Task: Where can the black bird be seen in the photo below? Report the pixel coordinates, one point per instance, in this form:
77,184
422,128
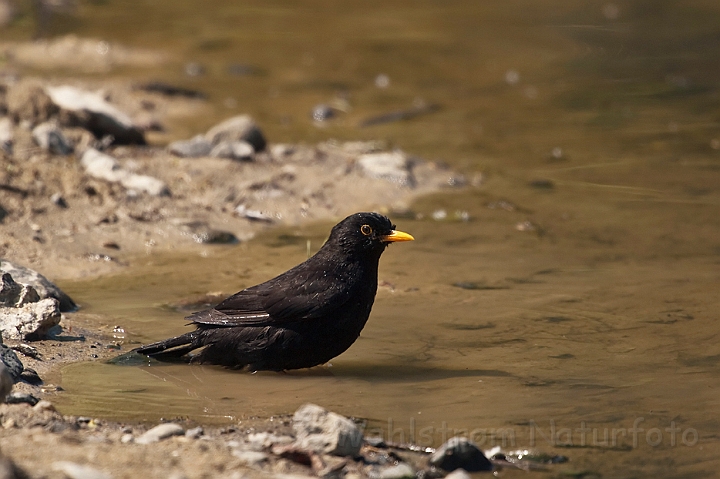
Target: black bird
302,318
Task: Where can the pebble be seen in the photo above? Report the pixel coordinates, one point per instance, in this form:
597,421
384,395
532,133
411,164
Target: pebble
11,363
50,137
399,471
6,135
195,147
105,167
391,166
96,115
158,433
241,127
44,287
458,474
250,458
77,471
234,150
44,405
322,431
6,382
194,433
30,321
21,398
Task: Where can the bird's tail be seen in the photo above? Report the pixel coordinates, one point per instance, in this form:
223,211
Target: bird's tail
172,348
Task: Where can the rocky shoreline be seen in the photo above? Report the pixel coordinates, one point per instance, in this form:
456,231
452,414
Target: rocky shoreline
87,184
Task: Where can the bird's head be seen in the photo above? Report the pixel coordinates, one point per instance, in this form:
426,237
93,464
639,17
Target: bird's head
366,232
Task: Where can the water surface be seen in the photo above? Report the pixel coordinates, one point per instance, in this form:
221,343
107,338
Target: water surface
576,311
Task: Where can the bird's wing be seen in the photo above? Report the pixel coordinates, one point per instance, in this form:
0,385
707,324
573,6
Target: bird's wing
295,295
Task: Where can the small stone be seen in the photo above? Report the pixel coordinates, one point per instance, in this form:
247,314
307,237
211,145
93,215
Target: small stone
93,113
58,200
241,127
6,382
77,471
158,433
44,405
196,147
21,398
458,474
317,429
323,113
44,287
50,137
194,433
105,167
234,150
391,166
30,321
399,471
6,135
250,458
460,453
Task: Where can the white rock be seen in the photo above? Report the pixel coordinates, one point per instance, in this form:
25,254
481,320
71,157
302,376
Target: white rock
105,167
322,431
158,433
391,166
250,458
458,474
399,471
43,286
76,471
32,319
99,116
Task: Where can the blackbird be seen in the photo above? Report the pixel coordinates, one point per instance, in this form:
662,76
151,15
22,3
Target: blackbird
302,318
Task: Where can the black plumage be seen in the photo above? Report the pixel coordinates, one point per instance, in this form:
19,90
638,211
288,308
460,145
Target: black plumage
299,319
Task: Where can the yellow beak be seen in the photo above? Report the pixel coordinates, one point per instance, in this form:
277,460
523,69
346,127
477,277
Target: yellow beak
397,236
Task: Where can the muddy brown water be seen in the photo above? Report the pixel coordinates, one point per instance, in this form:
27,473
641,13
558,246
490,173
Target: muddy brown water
577,310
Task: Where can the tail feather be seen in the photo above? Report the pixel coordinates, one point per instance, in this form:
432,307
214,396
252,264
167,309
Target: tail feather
171,348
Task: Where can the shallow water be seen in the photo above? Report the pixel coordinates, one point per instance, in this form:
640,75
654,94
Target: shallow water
590,265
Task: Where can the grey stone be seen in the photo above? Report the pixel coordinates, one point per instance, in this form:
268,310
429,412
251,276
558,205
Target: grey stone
250,458
11,363
10,470
6,382
460,453
30,321
158,433
458,474
391,166
77,471
241,127
399,471
322,431
6,135
19,397
50,137
105,167
44,287
27,101
234,150
195,147
90,111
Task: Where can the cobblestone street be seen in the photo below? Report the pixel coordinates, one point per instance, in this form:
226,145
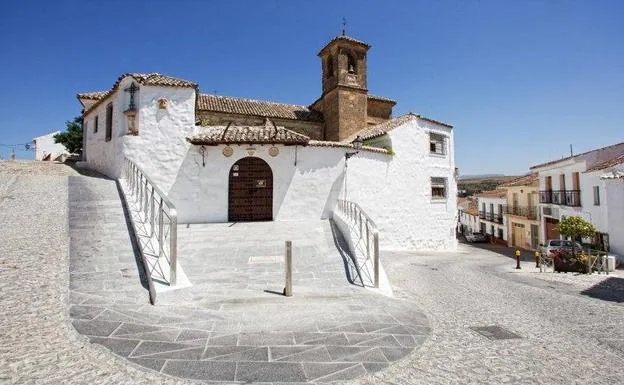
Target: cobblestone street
571,327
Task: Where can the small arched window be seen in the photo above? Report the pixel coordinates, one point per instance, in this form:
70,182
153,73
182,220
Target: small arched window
351,64
329,68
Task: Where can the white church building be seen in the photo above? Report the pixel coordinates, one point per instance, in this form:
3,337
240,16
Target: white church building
228,159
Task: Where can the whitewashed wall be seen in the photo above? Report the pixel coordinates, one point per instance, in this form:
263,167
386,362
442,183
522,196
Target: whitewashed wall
488,224
396,190
45,145
160,146
307,190
614,202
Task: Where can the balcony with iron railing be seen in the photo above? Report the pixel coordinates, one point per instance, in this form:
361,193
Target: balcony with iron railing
570,198
522,211
491,217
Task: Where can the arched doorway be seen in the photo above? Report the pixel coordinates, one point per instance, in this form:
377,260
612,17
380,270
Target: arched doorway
250,195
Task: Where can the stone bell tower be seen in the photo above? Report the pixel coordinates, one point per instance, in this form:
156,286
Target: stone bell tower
344,99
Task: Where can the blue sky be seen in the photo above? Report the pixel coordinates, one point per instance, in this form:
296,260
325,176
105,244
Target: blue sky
520,80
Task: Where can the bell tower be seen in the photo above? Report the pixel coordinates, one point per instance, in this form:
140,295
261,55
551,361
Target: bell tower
345,92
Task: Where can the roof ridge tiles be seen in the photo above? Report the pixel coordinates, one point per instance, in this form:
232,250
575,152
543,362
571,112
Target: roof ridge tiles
254,100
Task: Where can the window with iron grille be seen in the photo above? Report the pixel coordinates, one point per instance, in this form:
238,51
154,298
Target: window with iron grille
437,143
109,122
438,188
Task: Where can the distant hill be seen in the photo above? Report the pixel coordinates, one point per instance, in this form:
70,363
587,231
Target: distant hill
480,176
498,179
471,185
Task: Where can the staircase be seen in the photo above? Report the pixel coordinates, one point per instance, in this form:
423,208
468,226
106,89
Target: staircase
104,266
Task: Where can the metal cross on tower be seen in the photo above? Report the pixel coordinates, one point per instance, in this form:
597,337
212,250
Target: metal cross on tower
132,89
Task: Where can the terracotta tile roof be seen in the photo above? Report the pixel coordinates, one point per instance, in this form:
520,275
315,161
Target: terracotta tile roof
387,126
229,104
149,79
527,180
381,98
576,156
324,143
345,38
613,175
97,95
468,205
498,193
216,135
607,164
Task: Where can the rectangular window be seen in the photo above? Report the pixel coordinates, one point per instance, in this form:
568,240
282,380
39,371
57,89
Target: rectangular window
438,188
436,143
109,122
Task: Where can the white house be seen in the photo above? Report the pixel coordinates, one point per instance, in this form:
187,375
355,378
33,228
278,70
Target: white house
468,215
225,159
46,149
574,186
614,207
491,214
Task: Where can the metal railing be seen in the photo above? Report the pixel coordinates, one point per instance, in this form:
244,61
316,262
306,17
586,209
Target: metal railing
522,211
561,197
367,231
160,218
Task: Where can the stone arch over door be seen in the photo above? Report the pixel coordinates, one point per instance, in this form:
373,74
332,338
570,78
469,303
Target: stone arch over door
250,193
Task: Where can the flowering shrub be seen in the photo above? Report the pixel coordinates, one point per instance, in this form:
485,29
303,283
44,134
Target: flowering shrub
565,260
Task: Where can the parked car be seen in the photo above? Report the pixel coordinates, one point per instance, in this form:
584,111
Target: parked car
558,244
476,237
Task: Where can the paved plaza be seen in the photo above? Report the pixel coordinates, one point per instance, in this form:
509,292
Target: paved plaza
86,319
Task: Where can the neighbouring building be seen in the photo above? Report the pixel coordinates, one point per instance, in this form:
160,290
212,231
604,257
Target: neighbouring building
573,186
614,201
468,214
222,158
491,214
46,149
521,212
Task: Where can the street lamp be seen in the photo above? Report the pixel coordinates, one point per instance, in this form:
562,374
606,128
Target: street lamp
357,145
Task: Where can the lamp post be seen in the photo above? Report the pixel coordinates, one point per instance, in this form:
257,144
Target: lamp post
357,145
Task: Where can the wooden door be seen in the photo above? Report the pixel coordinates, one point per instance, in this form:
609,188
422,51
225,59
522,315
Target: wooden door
250,195
518,235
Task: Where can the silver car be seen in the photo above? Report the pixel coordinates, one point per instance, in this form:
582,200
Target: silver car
558,244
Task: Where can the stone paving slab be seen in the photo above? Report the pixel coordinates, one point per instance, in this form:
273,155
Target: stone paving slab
231,325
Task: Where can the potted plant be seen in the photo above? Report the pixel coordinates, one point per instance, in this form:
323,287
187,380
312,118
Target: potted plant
575,228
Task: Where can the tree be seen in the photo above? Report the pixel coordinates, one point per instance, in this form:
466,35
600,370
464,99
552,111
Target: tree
576,227
72,138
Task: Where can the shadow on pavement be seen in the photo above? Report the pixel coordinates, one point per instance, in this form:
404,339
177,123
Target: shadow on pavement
611,289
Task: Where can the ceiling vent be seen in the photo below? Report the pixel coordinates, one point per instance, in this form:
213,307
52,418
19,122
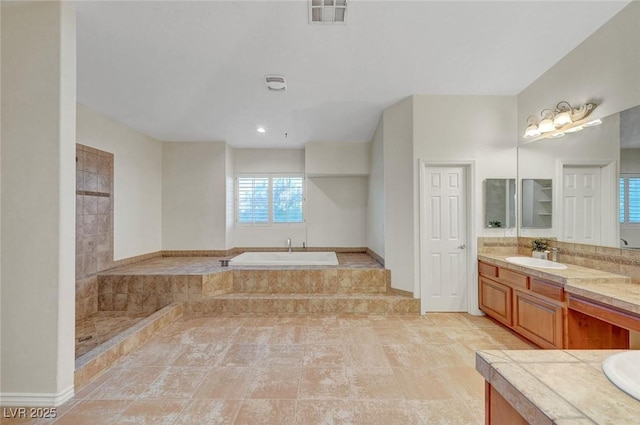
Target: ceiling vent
276,82
327,11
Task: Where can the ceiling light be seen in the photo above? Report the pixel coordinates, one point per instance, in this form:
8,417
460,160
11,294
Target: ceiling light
565,119
276,82
574,129
592,123
532,129
327,11
563,114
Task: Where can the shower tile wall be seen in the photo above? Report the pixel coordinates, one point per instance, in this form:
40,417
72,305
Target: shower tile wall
94,224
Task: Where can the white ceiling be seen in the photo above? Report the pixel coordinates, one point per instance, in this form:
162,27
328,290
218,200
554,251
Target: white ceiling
194,71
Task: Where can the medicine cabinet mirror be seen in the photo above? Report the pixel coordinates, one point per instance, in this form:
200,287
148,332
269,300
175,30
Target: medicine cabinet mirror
500,203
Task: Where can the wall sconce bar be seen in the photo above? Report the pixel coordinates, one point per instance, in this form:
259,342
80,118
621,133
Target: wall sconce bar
555,124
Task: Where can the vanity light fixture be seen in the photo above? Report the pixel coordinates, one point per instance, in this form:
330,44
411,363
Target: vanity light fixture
532,129
563,114
547,124
555,124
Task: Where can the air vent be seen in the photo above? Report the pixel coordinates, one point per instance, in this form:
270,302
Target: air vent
327,11
276,82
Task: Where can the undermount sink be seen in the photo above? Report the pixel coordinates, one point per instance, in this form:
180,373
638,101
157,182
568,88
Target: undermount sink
623,370
535,262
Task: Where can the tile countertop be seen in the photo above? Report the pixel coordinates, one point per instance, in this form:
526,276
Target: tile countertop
564,387
603,287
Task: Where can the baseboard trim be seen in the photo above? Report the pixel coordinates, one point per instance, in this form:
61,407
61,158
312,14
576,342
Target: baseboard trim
36,399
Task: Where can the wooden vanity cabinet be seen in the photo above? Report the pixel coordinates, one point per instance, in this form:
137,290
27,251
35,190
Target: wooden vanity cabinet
532,307
495,300
538,320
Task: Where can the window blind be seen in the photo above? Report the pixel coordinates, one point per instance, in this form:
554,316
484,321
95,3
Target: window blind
253,200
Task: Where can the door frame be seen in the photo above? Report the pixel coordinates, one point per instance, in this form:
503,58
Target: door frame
609,175
472,246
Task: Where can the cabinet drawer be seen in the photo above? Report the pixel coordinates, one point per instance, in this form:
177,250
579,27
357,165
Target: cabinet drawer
548,289
515,279
495,300
487,270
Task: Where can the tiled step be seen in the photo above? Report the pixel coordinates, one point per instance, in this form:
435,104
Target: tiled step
311,281
255,304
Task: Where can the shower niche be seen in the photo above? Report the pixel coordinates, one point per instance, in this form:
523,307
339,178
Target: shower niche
537,203
500,203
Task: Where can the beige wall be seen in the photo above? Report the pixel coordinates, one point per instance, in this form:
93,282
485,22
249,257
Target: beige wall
137,181
193,196
399,230
337,159
38,204
336,211
604,69
375,198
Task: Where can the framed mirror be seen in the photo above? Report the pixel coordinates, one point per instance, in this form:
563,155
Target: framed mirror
537,203
500,203
594,175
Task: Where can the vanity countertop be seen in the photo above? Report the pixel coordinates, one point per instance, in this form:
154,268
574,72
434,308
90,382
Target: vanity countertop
564,387
596,285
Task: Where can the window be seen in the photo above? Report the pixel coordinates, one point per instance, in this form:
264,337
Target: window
630,199
269,199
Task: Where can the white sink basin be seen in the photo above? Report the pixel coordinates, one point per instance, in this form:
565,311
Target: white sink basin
535,262
623,369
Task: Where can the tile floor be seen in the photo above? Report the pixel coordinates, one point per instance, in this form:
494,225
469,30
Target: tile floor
297,370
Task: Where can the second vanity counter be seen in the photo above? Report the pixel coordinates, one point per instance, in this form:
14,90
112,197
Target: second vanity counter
602,287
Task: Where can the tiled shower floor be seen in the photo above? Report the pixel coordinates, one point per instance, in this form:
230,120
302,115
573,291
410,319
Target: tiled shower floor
102,326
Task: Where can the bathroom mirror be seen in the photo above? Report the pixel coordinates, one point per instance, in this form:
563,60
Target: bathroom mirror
604,159
537,203
500,203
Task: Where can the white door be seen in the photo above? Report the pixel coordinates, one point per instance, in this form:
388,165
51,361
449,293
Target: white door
443,239
581,204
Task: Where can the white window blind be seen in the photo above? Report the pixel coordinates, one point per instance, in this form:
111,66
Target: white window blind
287,199
253,200
269,199
630,199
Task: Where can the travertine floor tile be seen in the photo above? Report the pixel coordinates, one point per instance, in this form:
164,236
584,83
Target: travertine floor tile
335,412
153,412
254,412
304,370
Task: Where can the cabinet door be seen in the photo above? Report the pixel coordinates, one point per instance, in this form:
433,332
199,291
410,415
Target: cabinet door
538,320
495,300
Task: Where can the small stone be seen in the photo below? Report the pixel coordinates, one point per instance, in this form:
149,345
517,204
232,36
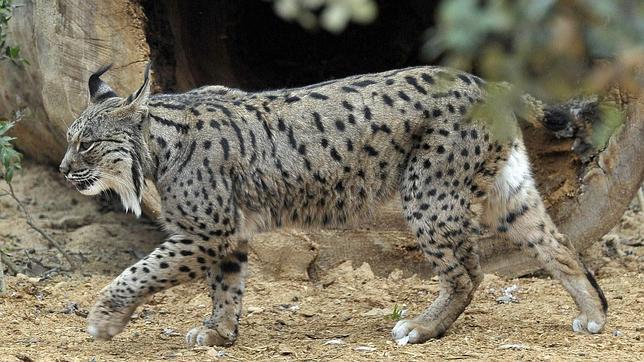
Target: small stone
253,309
169,332
333,342
213,353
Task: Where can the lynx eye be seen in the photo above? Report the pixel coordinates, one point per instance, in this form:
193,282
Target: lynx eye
86,146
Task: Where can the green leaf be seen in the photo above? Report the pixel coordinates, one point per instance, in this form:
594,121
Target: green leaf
9,175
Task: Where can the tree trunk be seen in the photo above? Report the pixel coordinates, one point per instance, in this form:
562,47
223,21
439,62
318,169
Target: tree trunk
67,40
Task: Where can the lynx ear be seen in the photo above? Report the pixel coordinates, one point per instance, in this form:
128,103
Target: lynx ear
139,99
99,90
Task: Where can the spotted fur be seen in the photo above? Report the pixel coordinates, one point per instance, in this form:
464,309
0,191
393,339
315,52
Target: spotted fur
228,164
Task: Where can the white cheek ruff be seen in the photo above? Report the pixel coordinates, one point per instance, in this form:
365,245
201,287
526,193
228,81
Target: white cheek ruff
124,188
130,201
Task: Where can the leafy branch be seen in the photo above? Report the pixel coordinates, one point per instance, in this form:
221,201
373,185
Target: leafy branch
8,52
10,162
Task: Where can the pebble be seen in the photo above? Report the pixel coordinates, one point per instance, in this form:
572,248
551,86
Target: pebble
365,349
334,342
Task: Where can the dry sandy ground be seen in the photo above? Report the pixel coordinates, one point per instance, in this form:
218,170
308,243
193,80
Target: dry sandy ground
344,315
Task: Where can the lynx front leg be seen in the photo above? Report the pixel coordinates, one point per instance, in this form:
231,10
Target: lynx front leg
226,282
177,260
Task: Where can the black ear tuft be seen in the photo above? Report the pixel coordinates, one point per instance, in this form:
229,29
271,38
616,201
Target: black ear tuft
99,90
141,95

□ □ □ □ □ □ □

● Work task:
Look through the entries and copy every line in which the string "below" appears.

● Completed task:
Task: Where can the black bird be seen in the photo below? Report the pixel coordinates, one point per instance, in this form:
Task: Where can the cobblestone street be seen in the photo below? Report the pixel coordinates, one point per instance, in this form:
Task: Where can the ceiling vent be seen in the photo below? Report the pixel coordinates, one point per instance, in this form:
Task: Where can the small stone be seen in the photo below? Report the pixel coordinates, one point per instance, in this form:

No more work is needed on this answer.